#### What needs to be done
Continue the news report on the EPA's 2002 recycling campaign, starting after its last paragraph.

U.S. EPA Seeks to Boost Recycling
AUSTIN, Texas, September 9, 2002 (ENS) - The Bush administration today launched a new campaign to help boost recycling of materials ranging from metals to plastics to paper. The initiative, which also aims to slash the generation of toxic chemicals, was announced by the U.S. Environmental Protection Agency at the National Recycling Coalition's 21st Annual Congress and Exposition in Austin.
"We are challenging all Americans to take a 'hands on' approach to helping conserve our precious natural resources," said Marianne Lamont Horinko, the EPA's assistant administrator for solid waste and emergency response.
"EPA is asking Americans to adopt smart environmental practices, make smart environmental purchases, reuse more products, and recycle at least one pound of their household waste a day," Horinko continued. "The results of the Resource Conservation Challenge and the innovative projects will be less waste, more economic growth and greater energy savings and recovery."
The Resource Conservation Challenge includes 68 projects that the EPA selected for their flexibility, innovation and emphasis on public-private partnerships. All of the projects aim to reduce the use of raw materials, reuse waste materials to make new products or generate energy, and cut the generation of toxic wastes.

#### Recorded data
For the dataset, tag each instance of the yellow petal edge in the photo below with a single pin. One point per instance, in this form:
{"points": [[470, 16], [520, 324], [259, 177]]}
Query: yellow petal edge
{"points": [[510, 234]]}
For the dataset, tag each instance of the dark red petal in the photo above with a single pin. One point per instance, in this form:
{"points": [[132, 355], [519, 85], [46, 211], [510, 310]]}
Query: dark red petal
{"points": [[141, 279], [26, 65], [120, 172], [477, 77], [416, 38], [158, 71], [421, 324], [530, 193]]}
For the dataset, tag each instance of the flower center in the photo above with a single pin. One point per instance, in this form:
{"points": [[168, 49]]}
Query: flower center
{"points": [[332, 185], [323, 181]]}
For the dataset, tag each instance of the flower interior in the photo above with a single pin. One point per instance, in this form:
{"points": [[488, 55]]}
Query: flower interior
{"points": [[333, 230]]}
--
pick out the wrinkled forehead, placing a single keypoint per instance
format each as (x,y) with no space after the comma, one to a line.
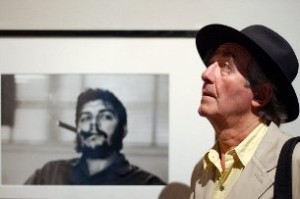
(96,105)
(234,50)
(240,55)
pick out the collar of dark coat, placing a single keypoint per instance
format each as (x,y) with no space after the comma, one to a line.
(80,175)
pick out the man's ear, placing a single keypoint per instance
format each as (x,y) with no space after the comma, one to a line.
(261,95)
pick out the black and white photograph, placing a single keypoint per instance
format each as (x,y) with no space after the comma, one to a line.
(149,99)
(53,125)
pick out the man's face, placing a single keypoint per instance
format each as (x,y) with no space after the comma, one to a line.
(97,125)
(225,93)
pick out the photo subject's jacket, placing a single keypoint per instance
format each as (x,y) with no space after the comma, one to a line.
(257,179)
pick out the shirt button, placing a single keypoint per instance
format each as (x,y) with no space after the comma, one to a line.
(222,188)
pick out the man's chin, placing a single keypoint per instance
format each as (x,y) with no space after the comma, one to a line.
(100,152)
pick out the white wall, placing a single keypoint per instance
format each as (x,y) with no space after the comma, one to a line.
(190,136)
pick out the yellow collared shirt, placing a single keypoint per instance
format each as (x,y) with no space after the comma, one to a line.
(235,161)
==
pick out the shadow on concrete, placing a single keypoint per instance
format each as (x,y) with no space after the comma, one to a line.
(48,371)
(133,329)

#### Exercise output
The five founding members of the partnership are American Video Glass, Corning Asahi, Dow Chemical Corp., International Truck and Engine, and Toyota Motor Manufacturing.
The EPA plans to establish partnerships and alliances with industry, states and environmental groups to help meet the Challenge's goals. The agency will provide training, tools and technology assistance for businesses, governments and citizen groups, and help get information about the initiative to the general population, particularly youth and minority groups, through outreach and assistance.
The initial 12 projects demonstrate approaches to waste minimization, energy recovery, recycling and land revitalization that may be replicated across various industries, communities and regions. The projects range from making plastics from plant materials, to demonstrating the reuse potential of recycling residential building materials.
For example, one project will develop and solicit designs for reusable packaging for products purchased through the Internet. The EPA and McDonough Braungart Design Chemistry, LLC, will spend about $50,000 to explore ways to eliminate waste from electronic commerce.
To support a phase out of arsenic based wood treatments, announced by the EPA in February, the EPA will fund a pilot project to develop methods of cleaning the equipment at wood preserving facilities to help the industry convert its factories from chromated copper arsenate (CCA) to less toxic chemicals.
The University of Florida's Center for Construction and Environment will partner will Gainesville Regional Utilities and the city of Gainesville, Florida, to take apart a typical wood framed house, and design ways to reuse its materials in new neighborhood building projects. The EPA estimates that about 136 million tons of building related construction and demolition wastes are generated in the U.S. every year, of which 92 percent comes from renovations and demolition projects.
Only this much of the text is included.